#### RECORD SET
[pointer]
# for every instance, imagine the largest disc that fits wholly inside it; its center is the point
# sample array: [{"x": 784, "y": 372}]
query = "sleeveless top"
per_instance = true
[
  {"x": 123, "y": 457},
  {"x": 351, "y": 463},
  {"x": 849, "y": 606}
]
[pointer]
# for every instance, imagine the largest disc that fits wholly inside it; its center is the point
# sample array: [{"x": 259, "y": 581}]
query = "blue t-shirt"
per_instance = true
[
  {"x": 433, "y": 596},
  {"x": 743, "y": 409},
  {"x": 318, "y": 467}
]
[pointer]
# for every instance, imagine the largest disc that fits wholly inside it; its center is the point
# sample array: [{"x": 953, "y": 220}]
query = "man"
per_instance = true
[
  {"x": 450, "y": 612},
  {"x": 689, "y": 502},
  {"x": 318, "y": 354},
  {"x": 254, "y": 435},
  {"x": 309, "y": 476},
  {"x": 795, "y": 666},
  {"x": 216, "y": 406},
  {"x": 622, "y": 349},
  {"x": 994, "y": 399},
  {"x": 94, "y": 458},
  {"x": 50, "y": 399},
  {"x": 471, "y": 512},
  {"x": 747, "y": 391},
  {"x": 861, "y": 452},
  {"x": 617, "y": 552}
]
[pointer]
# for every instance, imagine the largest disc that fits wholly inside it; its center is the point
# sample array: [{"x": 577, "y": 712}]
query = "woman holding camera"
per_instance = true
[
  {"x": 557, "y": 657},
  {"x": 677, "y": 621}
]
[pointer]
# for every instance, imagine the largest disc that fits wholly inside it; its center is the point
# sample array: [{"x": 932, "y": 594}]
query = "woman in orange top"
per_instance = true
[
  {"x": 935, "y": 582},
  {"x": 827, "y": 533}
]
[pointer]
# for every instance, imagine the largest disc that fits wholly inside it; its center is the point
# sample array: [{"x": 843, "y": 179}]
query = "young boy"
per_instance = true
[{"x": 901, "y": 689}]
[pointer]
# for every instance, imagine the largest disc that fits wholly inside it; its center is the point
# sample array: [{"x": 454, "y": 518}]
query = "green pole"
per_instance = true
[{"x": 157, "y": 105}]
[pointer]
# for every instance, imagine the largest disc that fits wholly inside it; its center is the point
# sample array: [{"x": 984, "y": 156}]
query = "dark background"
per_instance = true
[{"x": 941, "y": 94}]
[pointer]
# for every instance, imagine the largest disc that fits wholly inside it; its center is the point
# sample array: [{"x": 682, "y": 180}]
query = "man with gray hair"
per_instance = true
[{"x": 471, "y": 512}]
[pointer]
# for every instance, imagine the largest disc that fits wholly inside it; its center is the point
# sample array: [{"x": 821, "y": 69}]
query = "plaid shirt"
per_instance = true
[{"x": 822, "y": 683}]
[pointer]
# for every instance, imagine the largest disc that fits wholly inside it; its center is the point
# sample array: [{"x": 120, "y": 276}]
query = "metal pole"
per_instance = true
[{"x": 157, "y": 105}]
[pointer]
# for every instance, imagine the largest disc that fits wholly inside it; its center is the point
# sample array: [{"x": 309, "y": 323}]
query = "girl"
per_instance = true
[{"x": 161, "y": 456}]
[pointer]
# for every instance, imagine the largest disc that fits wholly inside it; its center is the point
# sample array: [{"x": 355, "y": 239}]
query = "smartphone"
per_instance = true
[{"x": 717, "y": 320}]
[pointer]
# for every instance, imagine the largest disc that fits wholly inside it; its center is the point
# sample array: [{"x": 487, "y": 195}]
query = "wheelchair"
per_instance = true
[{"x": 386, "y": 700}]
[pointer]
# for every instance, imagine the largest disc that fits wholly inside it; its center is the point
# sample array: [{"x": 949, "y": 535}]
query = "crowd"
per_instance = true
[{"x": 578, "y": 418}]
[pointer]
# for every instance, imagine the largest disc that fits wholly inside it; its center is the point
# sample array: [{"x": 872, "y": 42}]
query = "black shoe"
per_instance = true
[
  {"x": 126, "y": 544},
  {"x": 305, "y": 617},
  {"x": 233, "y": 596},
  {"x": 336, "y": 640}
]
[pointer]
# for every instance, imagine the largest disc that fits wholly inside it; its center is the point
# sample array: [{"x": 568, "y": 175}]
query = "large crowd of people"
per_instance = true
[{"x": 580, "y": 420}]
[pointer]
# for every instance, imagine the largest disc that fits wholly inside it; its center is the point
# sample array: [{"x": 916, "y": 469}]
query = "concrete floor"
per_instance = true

#### YOUR INSTRUCTIONS
Reproduce the material exactly, with every line intact.

#### TASK RESPONSE
[pointer]
# for every instance, imagine the largest disc that fits wholly inside it; its center is the point
# sample array: [{"x": 784, "y": 372}]
query = "sleeveless top"
per_instance = true
[
  {"x": 123, "y": 457},
  {"x": 351, "y": 463},
  {"x": 849, "y": 606}
]
[pointer]
# for every instance, imagine the largest disc that fits wholly inside it; its center is the point
# sample array: [{"x": 259, "y": 581}]
query = "blue t-shirt"
per_instance = true
[
  {"x": 433, "y": 596},
  {"x": 743, "y": 409},
  {"x": 318, "y": 467}
]
[pointer]
# for every instance, imagine the largest disc that fits wholly inside it; its center is the point
# sample array: [{"x": 953, "y": 220}]
query = "man"
per_instance = true
[
  {"x": 450, "y": 612},
  {"x": 689, "y": 502},
  {"x": 318, "y": 354},
  {"x": 254, "y": 435},
  {"x": 309, "y": 476},
  {"x": 795, "y": 666},
  {"x": 216, "y": 406},
  {"x": 622, "y": 349},
  {"x": 994, "y": 399},
  {"x": 94, "y": 458},
  {"x": 50, "y": 399},
  {"x": 471, "y": 512},
  {"x": 747, "y": 391},
  {"x": 861, "y": 452},
  {"x": 617, "y": 552}
]
[pointer]
# for every instance, imagine the largest disc that fits wholly inside it; its center is the point
# sample array: [{"x": 577, "y": 712}]
query = "woman holding camera"
per_instance = true
[
  {"x": 557, "y": 657},
  {"x": 677, "y": 621}
]
[pointer]
# for every instance, imagine the largest disc that fits wholly inside it; its center is the point
# sample array: [{"x": 932, "y": 594}]
query = "woman in orange top"
per_instance = true
[
  {"x": 935, "y": 582},
  {"x": 827, "y": 533}
]
[pointer]
# for every instance, imagine the largest disc that fits wholly inside it; its center is the point
# sample array: [{"x": 843, "y": 179}]
query = "young boy"
per_instance = true
[{"x": 901, "y": 689}]
[pointer]
# for every instance, imagine the largest disc that fits wholly inside it; its center is the point
# sample array: [{"x": 454, "y": 518}]
query = "green pole"
per_instance = true
[{"x": 157, "y": 105}]
[pointer]
# for every instance, imagine the largest disc that fits wholly inside it; its center is the point
# sample array: [{"x": 984, "y": 156}]
query = "dark background"
per_instance = true
[{"x": 941, "y": 94}]
[pointer]
# for every instance, imagine the largest disc that fits wholly inside it; its center is the point
# sample array: [{"x": 682, "y": 180}]
query = "man with gray hair"
per_instance = true
[{"x": 471, "y": 512}]
[pointer]
# for every instance, imagine the largest disc that fits wholly inside it; its center is the point
# sample array: [{"x": 821, "y": 69}]
query = "plaid shirt"
per_instance = true
[{"x": 822, "y": 683}]
[pointer]
# for every instance, imagine the largest disc that fits wholly inside it; its center is the point
# sample array: [{"x": 120, "y": 276}]
query = "metal pole"
per_instance = true
[{"x": 157, "y": 105}]
[pointer]
# for every instance, imagine the largest disc that fits wholly inside it; its center is the point
# sample array: [{"x": 309, "y": 323}]
query = "girl"
per_instance = true
[{"x": 161, "y": 456}]
[pointer]
# for every instance, imagine the largest disc that fits wholly inside it; its center is the point
# sample array: [{"x": 355, "y": 239}]
query = "smartphone"
per_instance = true
[{"x": 717, "y": 320}]
[pointer]
# for every instance, imagine the largest disc that fits wholly inside it; its center is the point
# sample array: [{"x": 487, "y": 195}]
query = "wheelchair"
per_instance = true
[{"x": 386, "y": 700}]
[pointer]
# for every instance, imagine the largest disc that fits wholly inside it; its center is the point
# sample array: [{"x": 949, "y": 535}]
query = "crowd"
per_instance = true
[{"x": 578, "y": 418}]
[pointer]
# for every instance, imagine the largest disc that fits wholly inside it; its center is the point
# sample array: [{"x": 872, "y": 42}]
query = "black shoe"
per_instance = true
[
  {"x": 126, "y": 544},
  {"x": 305, "y": 617},
  {"x": 233, "y": 596},
  {"x": 336, "y": 640}
]
[pointer]
# for every instance, imagine the largest disc that fits wholly inside it; its center is the point
# sample array: [{"x": 568, "y": 175}]
query = "large crowd of people"
per_instance = true
[{"x": 580, "y": 420}]
[pointer]
# for every instance, imagine the largest disc that fits wholly inside it; its center is the point
# sample array: [{"x": 916, "y": 469}]
query = "concrete floor"
per_instance = true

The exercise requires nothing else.